AIM OF THE EXERCISE: Set down exactly the lines from the one containing "Annotate the large" through the last line of the records below, both included, and nothing else.

Object position labeling entries

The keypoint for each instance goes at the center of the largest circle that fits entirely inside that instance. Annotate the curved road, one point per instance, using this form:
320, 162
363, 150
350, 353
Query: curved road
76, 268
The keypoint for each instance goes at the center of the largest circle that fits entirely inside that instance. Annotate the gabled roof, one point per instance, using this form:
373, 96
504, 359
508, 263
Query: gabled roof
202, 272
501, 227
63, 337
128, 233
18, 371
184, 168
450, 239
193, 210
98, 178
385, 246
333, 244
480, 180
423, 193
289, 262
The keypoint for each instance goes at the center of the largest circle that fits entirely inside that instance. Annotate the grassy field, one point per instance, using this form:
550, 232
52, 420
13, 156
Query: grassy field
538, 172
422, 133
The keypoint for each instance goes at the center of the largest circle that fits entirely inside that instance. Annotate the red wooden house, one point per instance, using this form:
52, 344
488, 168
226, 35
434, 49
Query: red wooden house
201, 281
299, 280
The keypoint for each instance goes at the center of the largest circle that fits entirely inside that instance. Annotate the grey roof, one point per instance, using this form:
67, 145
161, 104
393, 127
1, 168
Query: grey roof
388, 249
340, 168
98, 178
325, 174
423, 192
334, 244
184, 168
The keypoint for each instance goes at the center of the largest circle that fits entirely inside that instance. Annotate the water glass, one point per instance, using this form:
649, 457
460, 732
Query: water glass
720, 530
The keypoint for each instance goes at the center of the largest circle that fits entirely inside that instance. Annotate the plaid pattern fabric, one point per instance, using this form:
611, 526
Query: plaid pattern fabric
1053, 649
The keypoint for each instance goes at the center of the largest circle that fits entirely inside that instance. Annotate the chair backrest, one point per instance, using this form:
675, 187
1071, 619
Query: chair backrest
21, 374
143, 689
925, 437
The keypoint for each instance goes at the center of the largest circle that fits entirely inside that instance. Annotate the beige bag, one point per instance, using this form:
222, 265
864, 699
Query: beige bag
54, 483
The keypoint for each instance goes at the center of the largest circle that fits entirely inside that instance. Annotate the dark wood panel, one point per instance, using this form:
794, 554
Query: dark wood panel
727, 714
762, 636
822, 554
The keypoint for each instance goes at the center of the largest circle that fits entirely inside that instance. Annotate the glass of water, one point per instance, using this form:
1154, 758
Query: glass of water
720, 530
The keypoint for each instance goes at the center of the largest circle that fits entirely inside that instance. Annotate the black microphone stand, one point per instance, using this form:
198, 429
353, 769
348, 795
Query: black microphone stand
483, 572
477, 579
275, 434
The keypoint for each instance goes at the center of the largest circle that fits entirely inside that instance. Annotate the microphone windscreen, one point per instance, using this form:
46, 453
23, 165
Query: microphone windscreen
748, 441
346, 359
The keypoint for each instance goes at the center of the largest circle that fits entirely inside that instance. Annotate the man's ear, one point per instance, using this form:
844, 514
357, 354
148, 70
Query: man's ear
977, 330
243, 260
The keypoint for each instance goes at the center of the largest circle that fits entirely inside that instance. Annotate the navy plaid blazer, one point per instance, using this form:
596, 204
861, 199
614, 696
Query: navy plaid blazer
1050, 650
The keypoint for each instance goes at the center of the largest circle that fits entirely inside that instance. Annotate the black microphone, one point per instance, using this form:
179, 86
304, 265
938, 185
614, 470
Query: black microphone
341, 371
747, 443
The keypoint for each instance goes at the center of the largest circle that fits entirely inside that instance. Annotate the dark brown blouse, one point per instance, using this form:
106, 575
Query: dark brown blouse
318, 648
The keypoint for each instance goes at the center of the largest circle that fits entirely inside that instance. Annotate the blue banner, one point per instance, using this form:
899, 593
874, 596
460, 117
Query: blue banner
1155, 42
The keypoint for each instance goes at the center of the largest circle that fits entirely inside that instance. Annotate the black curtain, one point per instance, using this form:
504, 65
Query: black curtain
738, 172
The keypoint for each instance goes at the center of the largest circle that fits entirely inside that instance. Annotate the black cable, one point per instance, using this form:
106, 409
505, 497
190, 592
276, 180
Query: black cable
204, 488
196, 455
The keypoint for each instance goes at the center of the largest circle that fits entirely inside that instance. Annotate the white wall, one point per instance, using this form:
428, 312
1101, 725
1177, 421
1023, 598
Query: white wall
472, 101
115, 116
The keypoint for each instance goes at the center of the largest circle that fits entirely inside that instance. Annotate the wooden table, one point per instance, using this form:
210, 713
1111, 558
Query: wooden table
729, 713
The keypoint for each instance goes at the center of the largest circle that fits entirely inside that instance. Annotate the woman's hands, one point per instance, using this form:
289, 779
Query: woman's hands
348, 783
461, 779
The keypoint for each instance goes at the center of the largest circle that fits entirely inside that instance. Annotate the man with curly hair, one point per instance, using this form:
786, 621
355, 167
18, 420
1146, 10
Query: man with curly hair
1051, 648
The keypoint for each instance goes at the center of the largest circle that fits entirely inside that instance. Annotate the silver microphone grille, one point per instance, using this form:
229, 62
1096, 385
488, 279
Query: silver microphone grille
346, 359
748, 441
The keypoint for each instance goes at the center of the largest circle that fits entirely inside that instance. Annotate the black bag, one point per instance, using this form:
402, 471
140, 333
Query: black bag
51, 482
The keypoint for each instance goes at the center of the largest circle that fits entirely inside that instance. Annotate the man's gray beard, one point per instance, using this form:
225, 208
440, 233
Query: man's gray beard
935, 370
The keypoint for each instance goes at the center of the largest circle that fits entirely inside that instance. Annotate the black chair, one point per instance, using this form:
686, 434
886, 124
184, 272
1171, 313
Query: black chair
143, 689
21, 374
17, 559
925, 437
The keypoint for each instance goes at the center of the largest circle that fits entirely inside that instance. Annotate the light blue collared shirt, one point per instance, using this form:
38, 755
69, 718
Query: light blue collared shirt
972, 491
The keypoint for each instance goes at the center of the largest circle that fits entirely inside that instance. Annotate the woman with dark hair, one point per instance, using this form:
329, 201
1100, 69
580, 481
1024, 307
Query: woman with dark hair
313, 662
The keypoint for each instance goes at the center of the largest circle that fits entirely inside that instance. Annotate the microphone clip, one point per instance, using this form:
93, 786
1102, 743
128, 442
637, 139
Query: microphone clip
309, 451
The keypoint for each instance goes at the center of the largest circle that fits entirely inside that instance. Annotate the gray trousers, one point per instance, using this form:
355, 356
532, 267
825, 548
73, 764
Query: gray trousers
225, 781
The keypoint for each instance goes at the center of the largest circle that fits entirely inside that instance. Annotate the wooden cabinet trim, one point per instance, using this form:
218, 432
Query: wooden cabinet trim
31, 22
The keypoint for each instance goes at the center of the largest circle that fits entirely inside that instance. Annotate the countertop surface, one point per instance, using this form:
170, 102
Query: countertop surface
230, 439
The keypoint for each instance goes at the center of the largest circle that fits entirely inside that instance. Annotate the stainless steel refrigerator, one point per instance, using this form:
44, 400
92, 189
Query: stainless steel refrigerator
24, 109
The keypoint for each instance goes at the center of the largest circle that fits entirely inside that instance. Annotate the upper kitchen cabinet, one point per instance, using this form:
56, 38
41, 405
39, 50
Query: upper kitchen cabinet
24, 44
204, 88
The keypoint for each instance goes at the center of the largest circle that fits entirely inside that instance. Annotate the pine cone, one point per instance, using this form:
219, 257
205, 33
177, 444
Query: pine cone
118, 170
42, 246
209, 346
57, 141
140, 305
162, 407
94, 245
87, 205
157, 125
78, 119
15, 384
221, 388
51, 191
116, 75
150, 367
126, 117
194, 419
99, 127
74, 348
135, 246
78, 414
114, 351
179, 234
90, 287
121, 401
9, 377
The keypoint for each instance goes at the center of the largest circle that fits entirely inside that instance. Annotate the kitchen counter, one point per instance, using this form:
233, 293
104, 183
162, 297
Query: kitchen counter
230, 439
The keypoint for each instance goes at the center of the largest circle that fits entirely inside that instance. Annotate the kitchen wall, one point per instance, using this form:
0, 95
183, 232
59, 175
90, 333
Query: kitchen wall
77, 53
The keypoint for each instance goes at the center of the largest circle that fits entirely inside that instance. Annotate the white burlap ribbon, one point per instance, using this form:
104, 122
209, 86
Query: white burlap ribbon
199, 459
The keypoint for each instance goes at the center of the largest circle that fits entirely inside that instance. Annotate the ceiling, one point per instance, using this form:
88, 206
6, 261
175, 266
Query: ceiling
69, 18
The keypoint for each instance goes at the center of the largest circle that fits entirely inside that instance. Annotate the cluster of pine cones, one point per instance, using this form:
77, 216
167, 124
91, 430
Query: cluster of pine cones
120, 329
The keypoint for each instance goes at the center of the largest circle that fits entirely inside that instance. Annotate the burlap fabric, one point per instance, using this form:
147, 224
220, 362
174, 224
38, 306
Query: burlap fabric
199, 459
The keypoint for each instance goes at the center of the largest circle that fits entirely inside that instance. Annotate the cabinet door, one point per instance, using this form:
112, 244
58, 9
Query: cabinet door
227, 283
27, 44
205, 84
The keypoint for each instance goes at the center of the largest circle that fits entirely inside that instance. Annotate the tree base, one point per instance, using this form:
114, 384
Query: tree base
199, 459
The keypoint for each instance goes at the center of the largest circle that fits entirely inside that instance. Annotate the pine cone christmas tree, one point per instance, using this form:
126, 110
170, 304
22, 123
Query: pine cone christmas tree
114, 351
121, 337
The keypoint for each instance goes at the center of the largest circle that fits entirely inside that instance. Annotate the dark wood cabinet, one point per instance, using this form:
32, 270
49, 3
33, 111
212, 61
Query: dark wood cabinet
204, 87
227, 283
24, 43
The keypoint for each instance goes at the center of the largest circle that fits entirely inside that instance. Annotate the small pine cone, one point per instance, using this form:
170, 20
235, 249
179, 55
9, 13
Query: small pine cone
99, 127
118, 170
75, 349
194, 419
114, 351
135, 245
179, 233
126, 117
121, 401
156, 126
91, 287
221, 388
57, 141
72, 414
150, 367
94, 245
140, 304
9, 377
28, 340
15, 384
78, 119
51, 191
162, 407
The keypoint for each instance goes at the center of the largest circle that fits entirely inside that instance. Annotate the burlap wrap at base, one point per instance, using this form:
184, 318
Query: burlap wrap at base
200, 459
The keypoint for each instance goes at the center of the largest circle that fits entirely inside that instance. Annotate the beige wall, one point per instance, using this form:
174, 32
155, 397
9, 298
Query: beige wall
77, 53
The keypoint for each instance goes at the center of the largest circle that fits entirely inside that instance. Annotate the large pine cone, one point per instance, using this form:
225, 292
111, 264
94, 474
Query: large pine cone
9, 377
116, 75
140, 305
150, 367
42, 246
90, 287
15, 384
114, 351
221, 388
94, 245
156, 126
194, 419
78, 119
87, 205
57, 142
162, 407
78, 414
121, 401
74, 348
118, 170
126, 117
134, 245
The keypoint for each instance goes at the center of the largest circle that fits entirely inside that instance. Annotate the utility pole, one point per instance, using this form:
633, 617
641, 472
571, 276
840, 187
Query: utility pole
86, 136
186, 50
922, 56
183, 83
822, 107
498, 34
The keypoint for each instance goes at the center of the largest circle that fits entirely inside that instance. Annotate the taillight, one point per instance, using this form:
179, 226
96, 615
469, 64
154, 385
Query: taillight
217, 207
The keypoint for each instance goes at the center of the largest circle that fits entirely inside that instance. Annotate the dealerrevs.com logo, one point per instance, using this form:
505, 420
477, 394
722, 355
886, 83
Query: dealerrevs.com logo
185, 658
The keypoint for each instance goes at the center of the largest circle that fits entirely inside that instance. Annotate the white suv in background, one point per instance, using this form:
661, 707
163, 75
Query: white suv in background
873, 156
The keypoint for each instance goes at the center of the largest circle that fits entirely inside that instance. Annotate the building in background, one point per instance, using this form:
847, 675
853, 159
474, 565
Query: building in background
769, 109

WRITTEN ANSWER:
The keypoint for each instance goes at the center of the largest circle that fits entirely inside that instance. Annotate the large pine cone, one point per instance, using this form:
225, 292
111, 264
94, 474
Query: large pine cone
9, 377
116, 75
140, 305
150, 367
42, 246
90, 287
15, 384
114, 351
221, 388
94, 245
156, 126
194, 419
78, 119
87, 205
57, 142
162, 407
78, 414
121, 401
74, 348
118, 170
126, 117
134, 245
The keypoint for each instance goes at the center of the largest circle that fits entirely inside that instance. Annotate the utility pole, one point per instance, using this form:
633, 617
641, 472
571, 276
840, 187
Query: utility pole
86, 136
186, 50
922, 56
183, 83
822, 107
498, 34
The keypoint for each instance goes at the center of the largest circle that fits entirely inside that instance. Annotate the taillight, one point per instance, using this form:
179, 226
96, 615
469, 64
154, 385
Query: taillight
217, 207
The keypoint for each instance goes at the center of the largest circle that fits entirely inside that instance. Annotate the dealerrevs.com logo, one point per instance, using this form:
505, 420
477, 394
722, 355
886, 83
Query: dealerrevs.com logo
185, 658
The keypoint for each instance goes at the center of the largest circle that fits entirely inside that instance. Annotate the white suv in background, one point per instance, using this form:
661, 707
163, 75
Query: white suv in background
873, 156
The keypoint for each instance goes at the center of the largest circle that fits entirely inside that instance. Annotate the building in background, one point per instance, using this form:
847, 675
853, 159
474, 565
Query: building in background
769, 109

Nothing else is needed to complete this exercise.